*PROBLEM DESCRIPTION*. Give the data again, word for word.

*Saved data entries*.
◇ ◇ ◇ ◇ ◇ ◇ ◇

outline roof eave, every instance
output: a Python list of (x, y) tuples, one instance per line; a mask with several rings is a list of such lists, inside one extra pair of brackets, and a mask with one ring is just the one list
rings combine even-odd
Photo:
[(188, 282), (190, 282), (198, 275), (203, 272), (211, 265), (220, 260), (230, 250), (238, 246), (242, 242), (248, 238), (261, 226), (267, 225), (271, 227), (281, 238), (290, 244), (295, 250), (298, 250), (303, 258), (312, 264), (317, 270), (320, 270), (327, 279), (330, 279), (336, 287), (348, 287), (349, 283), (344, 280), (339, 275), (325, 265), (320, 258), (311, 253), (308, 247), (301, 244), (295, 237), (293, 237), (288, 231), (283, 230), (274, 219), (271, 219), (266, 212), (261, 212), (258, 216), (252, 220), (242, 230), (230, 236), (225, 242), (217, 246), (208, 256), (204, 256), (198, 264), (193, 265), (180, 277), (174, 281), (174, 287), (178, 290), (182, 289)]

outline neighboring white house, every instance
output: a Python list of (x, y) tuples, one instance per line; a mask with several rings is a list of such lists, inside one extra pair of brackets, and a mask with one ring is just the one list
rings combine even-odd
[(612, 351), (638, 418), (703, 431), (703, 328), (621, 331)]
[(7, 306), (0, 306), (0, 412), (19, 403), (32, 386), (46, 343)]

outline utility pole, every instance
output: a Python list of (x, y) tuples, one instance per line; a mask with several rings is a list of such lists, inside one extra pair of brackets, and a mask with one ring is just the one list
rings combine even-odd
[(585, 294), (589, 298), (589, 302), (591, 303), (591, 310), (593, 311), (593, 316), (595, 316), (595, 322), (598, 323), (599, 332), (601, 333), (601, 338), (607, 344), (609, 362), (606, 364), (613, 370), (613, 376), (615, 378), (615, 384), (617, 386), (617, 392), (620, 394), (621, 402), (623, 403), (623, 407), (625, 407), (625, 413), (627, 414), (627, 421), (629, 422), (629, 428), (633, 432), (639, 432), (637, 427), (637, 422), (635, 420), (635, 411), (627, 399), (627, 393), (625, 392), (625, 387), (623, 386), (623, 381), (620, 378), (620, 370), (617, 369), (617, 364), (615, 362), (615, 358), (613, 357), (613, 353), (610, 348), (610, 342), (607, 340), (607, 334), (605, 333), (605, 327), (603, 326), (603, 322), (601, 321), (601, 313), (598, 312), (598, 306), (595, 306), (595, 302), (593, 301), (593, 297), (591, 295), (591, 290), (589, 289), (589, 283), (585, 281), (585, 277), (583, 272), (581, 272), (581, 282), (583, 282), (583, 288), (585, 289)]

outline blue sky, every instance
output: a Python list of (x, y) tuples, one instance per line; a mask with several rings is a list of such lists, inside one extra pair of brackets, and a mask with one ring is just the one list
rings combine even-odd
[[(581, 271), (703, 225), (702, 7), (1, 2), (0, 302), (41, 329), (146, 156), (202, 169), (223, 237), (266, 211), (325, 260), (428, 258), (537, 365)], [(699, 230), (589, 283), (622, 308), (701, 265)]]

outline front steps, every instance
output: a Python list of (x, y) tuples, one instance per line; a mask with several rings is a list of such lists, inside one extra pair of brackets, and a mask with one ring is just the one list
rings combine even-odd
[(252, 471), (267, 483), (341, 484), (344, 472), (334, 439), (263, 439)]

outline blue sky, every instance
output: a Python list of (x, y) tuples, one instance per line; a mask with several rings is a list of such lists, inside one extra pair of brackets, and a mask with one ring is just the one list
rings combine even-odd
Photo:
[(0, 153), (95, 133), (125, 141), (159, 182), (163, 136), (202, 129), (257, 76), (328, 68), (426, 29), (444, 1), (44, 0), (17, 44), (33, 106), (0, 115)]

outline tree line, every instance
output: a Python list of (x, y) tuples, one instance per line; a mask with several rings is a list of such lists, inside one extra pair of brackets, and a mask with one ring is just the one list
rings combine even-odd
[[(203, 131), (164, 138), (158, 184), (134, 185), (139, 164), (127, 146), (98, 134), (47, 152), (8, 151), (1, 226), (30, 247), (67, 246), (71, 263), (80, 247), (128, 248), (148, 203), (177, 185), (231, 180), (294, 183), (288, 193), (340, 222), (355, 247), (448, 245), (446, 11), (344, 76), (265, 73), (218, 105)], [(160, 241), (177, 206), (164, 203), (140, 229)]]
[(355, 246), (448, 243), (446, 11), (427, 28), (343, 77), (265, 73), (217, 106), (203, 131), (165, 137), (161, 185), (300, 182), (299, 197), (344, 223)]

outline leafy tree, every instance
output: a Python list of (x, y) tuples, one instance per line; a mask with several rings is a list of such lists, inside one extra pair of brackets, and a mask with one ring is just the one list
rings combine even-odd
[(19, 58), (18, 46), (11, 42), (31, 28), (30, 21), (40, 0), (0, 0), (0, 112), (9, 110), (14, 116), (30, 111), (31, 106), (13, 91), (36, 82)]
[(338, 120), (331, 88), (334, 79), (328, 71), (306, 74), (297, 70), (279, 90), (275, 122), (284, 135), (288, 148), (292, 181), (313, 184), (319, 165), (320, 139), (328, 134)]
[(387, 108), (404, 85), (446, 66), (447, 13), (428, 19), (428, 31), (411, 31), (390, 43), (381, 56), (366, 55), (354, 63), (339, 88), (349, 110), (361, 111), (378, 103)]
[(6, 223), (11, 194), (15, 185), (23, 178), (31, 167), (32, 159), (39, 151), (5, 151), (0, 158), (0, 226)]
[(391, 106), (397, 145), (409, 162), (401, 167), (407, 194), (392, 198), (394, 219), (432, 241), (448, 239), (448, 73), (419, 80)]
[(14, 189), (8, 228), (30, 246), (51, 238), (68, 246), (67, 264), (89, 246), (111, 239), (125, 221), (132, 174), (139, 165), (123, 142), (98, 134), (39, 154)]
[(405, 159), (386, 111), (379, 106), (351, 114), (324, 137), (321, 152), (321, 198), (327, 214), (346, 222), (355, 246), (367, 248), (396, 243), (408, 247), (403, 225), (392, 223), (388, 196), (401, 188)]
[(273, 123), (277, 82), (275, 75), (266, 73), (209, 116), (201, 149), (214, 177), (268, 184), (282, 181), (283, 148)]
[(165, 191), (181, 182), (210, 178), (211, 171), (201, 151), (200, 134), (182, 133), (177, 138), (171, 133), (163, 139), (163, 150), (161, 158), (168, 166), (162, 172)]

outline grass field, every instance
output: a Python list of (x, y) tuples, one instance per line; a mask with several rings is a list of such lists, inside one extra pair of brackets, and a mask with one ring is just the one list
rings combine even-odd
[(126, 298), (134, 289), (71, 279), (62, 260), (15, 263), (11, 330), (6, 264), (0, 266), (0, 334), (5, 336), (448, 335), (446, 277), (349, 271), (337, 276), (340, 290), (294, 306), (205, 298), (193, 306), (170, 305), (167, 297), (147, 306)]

◇ ◇ ◇ ◇ ◇ ◇ ◇

*EXERCISE RESULT*.
outline roof eave, every instance
output: a Python list of (x, y) tuples, one instance per line; a mask with several rings is a list of such lists, inside one extra pair of brackets, and a mask with one ring is just the one list
rings combine even-odd
Photo:
[(188, 282), (190, 282), (198, 275), (203, 272), (211, 265), (220, 260), (230, 250), (238, 246), (242, 242), (248, 238), (261, 226), (267, 225), (271, 227), (281, 238), (290, 244), (295, 250), (298, 250), (303, 258), (312, 264), (317, 270), (320, 270), (327, 279), (330, 279), (336, 287), (348, 287), (349, 283), (344, 280), (339, 275), (325, 265), (320, 258), (311, 253), (308, 247), (301, 244), (295, 237), (293, 237), (288, 231), (283, 230), (274, 219), (271, 219), (266, 212), (261, 212), (258, 216), (252, 220), (242, 230), (230, 236), (225, 242), (217, 246), (208, 256), (204, 256), (198, 264), (193, 265), (180, 277), (174, 281), (174, 287), (178, 290), (182, 289)]

outline neighboring white house, every instance
output: a Python list of (x, y) tuples, one instance per line; a mask with several rings is a list of such lists, inside one extra pair of brackets, and a mask with one ring is just the one list
rings combine even-odd
[(612, 351), (638, 418), (703, 431), (703, 328), (621, 331)]
[(7, 306), (0, 306), (0, 412), (19, 403), (32, 386), (46, 343)]

outline utility pole, every instance
output: a Python list of (x, y) tuples, one instance per line; a mask with several rings is a list of such lists, inside one extra pair of brackets, and a mask with one ring is just the one list
rings combine even-odd
[(585, 294), (589, 298), (589, 302), (591, 303), (591, 310), (593, 311), (593, 316), (595, 316), (595, 322), (598, 323), (599, 332), (601, 333), (601, 338), (607, 344), (609, 362), (606, 364), (613, 370), (613, 376), (615, 378), (615, 384), (617, 386), (617, 392), (620, 394), (621, 402), (623, 403), (623, 407), (625, 407), (625, 413), (627, 414), (627, 421), (629, 422), (629, 428), (633, 432), (639, 432), (637, 427), (637, 422), (635, 420), (635, 411), (627, 399), (627, 393), (625, 392), (625, 387), (623, 386), (623, 381), (620, 378), (620, 370), (617, 369), (617, 364), (615, 362), (615, 358), (613, 357), (613, 353), (610, 348), (610, 342), (607, 340), (607, 334), (605, 333), (605, 327), (603, 326), (603, 322), (601, 321), (601, 313), (598, 312), (598, 306), (595, 306), (595, 302), (593, 301), (593, 297), (591, 295), (591, 290), (589, 289), (589, 283), (585, 281), (585, 277), (583, 272), (581, 272), (581, 282), (583, 282), (583, 288), (585, 289)]

outline blue sky, every instance
output: a Python list of (x, y) tuples, one instance per line; a mask with several rings is a list of such lists, inside one extra pair of brackets, and a mask with one ring is just the one list
rings combine even-odd
[[(581, 271), (703, 225), (702, 7), (1, 2), (0, 302), (41, 329), (146, 156), (202, 169), (223, 237), (266, 211), (325, 260), (428, 258), (537, 365)], [(699, 230), (589, 283), (622, 308), (701, 265)]]

outline front steps, every instance
output: a Python list of (x, y) tuples, one instance per line; a mask with several rings is a list of such lists, inside one extra pair of brackets, and a mask with one ring is just the one list
rings combine even-odd
[(252, 471), (267, 483), (341, 484), (344, 472), (334, 439), (263, 439)]

outline blue sky, every instance
output: a Python list of (x, y) tuples, one instance per line; a mask with several rings is a list of such lists, inside one extra pair of brackets, and a mask with one ring is just the one list
rings combine even-odd
Photo:
[(0, 153), (95, 133), (125, 141), (159, 182), (163, 136), (202, 129), (257, 76), (328, 68), (426, 29), (444, 1), (44, 0), (17, 44), (33, 106), (0, 115)]

outline tree line, every instance
output: a Python list of (x, y) tuples, one instance per line; a mask with several rings is a list of such lists, inside one extra pair of brackets, and a mask with one ring is just the one list
rings combine even-odd
[[(203, 131), (164, 138), (158, 184), (134, 185), (139, 164), (127, 146), (98, 134), (47, 152), (8, 151), (1, 226), (30, 247), (67, 246), (71, 263), (80, 247), (128, 248), (148, 203), (177, 185), (231, 180), (294, 183), (288, 193), (340, 222), (355, 247), (448, 245), (446, 11), (344, 76), (265, 73), (218, 105)], [(160, 241), (177, 206), (164, 203), (140, 229)]]
[(355, 246), (448, 243), (446, 11), (427, 28), (343, 77), (265, 73), (217, 106), (203, 131), (165, 137), (161, 185), (300, 182), (299, 197), (344, 223)]

outline leafy tree, every instance
output: a Python list of (x, y) tuples, one instance per line; a mask with several rings is a list of such lists, inside one extra pair of brackets, and a mask with one ring is just the one list
rings combine even-odd
[(19, 58), (18, 46), (11, 42), (31, 28), (30, 21), (40, 0), (0, 0), (0, 112), (9, 110), (14, 116), (30, 111), (31, 106), (13, 91), (36, 82)]
[(338, 120), (331, 88), (334, 79), (328, 71), (306, 74), (297, 70), (279, 90), (275, 122), (284, 135), (288, 148), (292, 181), (313, 184), (319, 165), (320, 139), (328, 134)]
[(387, 108), (404, 85), (446, 66), (447, 13), (428, 19), (428, 31), (411, 31), (390, 43), (381, 56), (366, 55), (354, 63), (339, 88), (349, 110), (361, 111), (378, 103)]
[(6, 223), (11, 194), (15, 185), (23, 178), (31, 167), (32, 159), (39, 151), (5, 151), (0, 158), (0, 226)]
[(391, 106), (397, 145), (409, 162), (401, 167), (407, 194), (392, 198), (394, 219), (432, 241), (448, 239), (448, 73), (419, 80)]
[(14, 189), (8, 228), (30, 246), (51, 238), (68, 246), (67, 264), (89, 246), (111, 239), (125, 221), (132, 174), (139, 165), (123, 142), (98, 134), (39, 154)]
[(405, 159), (386, 111), (379, 106), (351, 114), (324, 137), (321, 152), (321, 198), (327, 214), (346, 222), (355, 246), (367, 248), (396, 243), (408, 247), (403, 225), (392, 223), (388, 196), (401, 188)]
[(273, 123), (277, 82), (275, 75), (266, 73), (209, 116), (201, 149), (214, 177), (268, 184), (282, 181), (283, 148)]
[(165, 191), (181, 182), (210, 178), (211, 171), (201, 151), (200, 134), (182, 133), (177, 138), (171, 133), (163, 139), (163, 150), (161, 158), (168, 166), (162, 172)]

outline grass field, every instance
output: a Python list of (x, y) tuples, one instance per line; a mask with several rings is a list of such lists, inside one extra pair of brackets, and a mask with one ring is just the one list
rings combine even-odd
[(126, 298), (134, 289), (71, 279), (62, 260), (15, 263), (11, 330), (6, 264), (0, 266), (0, 334), (5, 336), (448, 335), (446, 277), (349, 271), (337, 276), (340, 290), (294, 306), (205, 298), (193, 306), (170, 305), (167, 297), (147, 306)]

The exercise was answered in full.